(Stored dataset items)
------------------------

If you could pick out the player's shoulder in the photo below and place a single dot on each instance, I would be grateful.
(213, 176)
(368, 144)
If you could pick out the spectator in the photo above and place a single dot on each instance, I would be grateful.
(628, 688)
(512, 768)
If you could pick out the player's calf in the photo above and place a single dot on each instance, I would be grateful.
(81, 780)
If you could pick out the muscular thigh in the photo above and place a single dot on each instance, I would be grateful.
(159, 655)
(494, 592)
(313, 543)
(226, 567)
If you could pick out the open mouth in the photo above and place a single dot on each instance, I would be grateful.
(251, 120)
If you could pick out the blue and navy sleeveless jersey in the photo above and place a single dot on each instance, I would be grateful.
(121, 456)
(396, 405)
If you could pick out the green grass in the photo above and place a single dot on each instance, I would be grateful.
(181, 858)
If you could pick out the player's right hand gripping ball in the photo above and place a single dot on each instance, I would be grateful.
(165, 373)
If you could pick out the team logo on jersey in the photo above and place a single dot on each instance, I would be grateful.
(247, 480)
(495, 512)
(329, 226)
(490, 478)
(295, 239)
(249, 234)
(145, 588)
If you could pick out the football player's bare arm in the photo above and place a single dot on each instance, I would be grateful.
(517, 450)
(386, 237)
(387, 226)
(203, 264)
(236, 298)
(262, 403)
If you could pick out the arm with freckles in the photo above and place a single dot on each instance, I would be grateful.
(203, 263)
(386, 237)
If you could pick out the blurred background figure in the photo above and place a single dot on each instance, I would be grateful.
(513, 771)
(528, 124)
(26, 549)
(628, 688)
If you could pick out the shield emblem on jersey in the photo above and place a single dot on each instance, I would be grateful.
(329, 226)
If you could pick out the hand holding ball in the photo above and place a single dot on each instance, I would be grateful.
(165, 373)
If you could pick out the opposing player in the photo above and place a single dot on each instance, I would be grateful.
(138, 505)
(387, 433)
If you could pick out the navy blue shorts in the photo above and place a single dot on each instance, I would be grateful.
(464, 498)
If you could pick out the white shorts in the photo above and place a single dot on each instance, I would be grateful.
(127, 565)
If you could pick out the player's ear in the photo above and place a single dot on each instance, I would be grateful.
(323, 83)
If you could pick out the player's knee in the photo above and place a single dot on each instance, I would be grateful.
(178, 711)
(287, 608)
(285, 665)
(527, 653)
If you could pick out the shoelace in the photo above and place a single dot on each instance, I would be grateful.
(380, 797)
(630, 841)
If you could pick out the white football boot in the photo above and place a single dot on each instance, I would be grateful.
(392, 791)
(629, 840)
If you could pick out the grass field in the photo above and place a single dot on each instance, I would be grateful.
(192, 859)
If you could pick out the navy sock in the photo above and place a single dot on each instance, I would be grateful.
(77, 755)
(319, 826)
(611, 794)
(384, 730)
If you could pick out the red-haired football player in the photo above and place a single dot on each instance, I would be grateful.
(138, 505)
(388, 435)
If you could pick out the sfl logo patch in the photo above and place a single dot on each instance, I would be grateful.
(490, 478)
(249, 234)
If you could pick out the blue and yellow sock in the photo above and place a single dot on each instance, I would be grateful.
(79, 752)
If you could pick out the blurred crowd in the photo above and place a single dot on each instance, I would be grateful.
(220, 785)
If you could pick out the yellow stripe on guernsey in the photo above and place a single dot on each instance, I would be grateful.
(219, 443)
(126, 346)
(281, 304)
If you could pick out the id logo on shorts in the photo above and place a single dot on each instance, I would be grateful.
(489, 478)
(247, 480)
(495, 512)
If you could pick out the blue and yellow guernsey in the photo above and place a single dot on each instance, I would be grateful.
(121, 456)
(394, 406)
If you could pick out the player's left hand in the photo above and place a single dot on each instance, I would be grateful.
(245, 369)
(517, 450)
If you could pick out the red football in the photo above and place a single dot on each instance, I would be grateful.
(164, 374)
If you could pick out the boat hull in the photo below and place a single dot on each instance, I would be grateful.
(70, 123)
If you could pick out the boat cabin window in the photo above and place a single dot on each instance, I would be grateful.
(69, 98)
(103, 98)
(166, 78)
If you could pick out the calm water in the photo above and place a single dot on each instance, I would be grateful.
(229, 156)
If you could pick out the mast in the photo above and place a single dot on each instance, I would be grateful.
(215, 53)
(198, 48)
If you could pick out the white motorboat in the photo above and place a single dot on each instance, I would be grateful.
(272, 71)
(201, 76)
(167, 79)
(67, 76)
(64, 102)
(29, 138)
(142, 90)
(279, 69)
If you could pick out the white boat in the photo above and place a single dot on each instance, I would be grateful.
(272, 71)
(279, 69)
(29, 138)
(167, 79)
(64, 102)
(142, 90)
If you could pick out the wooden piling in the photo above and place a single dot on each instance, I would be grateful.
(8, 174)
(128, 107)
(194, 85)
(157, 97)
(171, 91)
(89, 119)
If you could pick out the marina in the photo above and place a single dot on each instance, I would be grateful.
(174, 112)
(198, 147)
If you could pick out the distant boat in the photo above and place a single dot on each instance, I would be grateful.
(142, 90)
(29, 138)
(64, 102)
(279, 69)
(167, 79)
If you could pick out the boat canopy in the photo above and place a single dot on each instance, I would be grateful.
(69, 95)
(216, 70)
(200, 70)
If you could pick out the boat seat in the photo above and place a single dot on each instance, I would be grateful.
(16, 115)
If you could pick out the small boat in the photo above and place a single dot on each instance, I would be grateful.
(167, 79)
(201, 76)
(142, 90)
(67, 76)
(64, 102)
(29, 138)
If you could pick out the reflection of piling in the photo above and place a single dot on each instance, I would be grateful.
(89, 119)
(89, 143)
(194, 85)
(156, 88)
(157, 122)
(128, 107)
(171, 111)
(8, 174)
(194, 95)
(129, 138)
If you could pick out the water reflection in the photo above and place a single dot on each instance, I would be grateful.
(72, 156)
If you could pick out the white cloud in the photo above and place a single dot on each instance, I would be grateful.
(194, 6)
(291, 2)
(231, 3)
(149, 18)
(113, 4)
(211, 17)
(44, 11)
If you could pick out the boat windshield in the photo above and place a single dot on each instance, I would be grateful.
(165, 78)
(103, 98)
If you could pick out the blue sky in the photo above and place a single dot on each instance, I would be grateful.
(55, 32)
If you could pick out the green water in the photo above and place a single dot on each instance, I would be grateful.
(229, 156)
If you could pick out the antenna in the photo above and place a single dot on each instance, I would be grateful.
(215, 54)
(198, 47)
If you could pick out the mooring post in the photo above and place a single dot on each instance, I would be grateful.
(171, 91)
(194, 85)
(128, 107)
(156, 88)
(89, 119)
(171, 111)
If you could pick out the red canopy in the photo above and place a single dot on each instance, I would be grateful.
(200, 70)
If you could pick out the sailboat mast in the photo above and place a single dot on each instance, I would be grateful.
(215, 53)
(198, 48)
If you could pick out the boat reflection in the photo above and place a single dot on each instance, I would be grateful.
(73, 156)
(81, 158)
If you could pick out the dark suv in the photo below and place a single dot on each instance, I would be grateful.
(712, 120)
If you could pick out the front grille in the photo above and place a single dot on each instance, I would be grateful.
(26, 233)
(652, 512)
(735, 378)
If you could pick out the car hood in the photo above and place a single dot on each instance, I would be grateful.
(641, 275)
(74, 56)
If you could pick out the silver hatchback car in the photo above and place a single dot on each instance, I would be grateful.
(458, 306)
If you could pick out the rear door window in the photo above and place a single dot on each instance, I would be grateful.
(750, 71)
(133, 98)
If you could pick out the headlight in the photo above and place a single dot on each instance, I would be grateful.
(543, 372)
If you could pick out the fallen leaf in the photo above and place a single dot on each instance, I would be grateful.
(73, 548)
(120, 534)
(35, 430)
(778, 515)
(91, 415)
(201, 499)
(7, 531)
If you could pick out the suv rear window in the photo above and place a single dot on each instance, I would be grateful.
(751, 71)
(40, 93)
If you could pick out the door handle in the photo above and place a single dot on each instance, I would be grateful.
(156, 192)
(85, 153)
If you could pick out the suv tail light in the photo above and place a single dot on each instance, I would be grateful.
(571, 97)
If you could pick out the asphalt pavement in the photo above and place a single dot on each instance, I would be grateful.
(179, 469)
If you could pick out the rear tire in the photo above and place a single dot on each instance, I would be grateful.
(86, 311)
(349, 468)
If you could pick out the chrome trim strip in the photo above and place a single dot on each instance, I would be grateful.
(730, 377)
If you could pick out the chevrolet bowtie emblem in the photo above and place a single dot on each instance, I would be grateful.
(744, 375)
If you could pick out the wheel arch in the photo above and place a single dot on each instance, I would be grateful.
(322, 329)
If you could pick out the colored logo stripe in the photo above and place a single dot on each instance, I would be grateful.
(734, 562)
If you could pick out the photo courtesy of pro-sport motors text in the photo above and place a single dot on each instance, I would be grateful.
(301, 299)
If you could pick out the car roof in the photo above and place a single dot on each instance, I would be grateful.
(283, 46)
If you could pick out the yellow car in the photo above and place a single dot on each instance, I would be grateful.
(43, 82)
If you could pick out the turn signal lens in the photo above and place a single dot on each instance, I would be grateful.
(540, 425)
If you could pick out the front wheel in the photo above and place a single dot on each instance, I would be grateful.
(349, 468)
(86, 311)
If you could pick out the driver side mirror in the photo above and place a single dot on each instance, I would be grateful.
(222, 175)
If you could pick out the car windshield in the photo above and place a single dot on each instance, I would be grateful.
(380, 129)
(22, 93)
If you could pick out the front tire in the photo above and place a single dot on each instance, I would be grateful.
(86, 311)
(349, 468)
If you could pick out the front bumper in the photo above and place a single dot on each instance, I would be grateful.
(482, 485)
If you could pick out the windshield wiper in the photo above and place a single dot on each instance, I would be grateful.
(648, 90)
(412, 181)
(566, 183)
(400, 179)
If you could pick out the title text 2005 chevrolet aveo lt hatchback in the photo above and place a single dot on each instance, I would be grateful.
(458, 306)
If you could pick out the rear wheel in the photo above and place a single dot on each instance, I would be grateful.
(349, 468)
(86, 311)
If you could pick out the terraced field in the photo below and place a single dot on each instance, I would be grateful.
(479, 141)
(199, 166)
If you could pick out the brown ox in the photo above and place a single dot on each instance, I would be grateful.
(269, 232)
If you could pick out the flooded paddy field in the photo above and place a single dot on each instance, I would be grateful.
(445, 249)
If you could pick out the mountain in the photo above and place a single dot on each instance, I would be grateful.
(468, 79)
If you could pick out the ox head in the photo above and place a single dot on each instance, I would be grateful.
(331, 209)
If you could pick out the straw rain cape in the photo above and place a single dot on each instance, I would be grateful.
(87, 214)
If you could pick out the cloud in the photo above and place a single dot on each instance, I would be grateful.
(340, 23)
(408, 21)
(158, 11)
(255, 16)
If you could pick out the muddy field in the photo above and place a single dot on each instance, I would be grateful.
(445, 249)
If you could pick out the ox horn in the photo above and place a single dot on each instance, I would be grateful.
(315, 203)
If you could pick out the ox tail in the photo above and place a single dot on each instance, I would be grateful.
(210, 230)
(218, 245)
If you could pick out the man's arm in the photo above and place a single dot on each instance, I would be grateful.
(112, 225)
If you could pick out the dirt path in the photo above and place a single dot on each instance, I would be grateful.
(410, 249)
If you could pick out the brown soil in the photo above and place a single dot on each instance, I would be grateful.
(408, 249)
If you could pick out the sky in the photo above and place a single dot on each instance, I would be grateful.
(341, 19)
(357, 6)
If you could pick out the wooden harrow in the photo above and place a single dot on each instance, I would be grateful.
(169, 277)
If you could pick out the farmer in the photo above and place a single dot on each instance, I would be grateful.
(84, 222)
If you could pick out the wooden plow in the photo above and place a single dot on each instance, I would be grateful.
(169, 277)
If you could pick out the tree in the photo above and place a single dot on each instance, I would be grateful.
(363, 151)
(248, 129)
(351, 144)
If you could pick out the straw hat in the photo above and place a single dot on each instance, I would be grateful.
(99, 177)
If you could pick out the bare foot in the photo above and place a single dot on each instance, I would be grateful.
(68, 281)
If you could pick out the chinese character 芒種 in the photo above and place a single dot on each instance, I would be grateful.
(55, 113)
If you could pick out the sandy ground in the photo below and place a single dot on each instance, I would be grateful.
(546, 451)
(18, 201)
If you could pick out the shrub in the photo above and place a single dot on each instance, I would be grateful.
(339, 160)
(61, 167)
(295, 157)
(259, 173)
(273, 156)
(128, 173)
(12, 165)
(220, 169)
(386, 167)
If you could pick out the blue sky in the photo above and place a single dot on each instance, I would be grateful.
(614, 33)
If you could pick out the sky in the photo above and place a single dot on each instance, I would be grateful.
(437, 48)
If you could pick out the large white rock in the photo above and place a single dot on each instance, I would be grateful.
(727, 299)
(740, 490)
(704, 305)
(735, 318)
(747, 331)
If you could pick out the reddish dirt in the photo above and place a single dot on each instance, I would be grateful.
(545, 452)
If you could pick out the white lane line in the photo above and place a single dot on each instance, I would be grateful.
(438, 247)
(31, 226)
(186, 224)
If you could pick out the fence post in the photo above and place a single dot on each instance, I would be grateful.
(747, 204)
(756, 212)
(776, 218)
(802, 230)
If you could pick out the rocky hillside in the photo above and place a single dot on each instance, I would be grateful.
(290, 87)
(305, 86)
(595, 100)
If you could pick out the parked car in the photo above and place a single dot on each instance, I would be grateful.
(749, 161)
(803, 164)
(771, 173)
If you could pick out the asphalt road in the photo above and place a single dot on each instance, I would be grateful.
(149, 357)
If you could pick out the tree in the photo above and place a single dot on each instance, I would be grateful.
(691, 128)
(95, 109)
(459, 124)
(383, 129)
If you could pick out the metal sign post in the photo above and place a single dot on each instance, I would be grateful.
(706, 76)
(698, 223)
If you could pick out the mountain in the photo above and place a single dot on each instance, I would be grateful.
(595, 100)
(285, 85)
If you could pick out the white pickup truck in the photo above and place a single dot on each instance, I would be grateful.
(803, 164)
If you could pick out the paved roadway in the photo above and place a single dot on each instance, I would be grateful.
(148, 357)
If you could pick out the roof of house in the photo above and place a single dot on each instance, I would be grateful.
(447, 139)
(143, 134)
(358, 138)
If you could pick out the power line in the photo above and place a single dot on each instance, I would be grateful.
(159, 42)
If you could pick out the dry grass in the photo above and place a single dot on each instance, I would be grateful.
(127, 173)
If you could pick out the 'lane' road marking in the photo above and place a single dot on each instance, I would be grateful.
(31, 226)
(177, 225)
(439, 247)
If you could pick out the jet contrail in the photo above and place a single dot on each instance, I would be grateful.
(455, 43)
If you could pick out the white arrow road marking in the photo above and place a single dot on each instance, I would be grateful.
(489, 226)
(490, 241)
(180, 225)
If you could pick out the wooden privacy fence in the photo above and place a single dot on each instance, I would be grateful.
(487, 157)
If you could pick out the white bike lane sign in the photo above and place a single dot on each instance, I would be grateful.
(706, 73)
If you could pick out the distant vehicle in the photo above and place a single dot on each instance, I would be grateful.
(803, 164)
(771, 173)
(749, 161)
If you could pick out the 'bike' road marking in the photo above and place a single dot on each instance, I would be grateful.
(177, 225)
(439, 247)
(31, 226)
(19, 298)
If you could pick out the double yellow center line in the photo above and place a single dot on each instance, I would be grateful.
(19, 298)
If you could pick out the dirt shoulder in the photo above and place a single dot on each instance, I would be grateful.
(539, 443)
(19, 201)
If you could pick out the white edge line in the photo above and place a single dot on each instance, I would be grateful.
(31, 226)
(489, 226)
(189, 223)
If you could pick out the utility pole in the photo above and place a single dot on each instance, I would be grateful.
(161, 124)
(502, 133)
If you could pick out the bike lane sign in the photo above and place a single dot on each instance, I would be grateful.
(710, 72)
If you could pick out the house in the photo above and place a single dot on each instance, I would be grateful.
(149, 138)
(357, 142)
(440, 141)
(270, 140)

------------------------

◆ Written exercise: Starting with the line that contains "If you could pick out the dirt shoulder", print each line through the last one in the listing. Include both end lines and add nothing.

◆ Response:
If you could pick out the dirt shoulder in the photo above and place a single dot on each instance, I would be grateful.
(539, 443)
(19, 201)
If you could pick out the white edge line in the photo above and place a single dot on each instance, I would be grateful.
(31, 226)
(489, 226)
(189, 223)
If you could pick out the utility pole in the photo above and place a single dot on each instance, I would be grateful.
(161, 124)
(502, 133)
If you could pick out the bike lane sign in the photo above and place a single dot on each instance, I would be grateful.
(710, 72)
If you could pick out the house in the photo above and place a single dot on each instance, I would be grateful.
(149, 138)
(357, 142)
(440, 141)
(270, 140)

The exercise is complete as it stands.